_WORK INSTRUCTION_
Read the lines below and count those that have the word "blurred". Respond with the number only.

-------- DATA RECORDS --------

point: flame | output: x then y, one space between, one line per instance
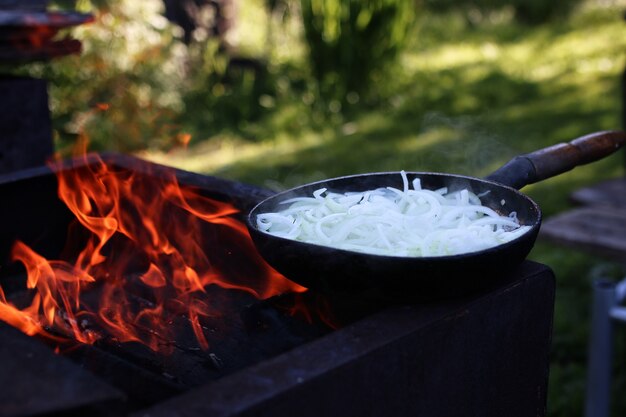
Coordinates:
146 235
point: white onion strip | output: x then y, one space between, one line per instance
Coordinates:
411 222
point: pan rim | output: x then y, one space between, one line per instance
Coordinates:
251 217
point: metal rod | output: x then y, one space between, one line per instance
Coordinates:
598 396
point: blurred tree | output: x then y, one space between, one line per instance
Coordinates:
352 43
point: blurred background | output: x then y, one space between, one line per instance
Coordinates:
283 92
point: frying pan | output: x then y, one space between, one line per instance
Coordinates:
336 271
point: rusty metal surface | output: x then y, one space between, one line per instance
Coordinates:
485 356
35 381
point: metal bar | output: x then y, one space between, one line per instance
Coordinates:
598 396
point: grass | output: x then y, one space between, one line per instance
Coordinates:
464 99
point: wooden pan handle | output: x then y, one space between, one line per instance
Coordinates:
557 159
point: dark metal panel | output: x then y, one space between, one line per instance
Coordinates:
35 381
487 356
25 127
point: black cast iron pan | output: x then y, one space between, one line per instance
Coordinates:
336 271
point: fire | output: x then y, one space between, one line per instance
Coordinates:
139 239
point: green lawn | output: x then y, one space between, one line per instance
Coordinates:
463 99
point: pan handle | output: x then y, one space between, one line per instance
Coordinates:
557 159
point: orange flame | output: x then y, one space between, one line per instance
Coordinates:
171 241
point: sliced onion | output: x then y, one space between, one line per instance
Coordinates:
388 221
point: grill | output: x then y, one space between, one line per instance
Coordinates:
28 33
485 354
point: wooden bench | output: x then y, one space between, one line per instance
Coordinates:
597 225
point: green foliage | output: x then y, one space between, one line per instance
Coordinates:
124 90
353 43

--------

_ANSWER SPACE_
2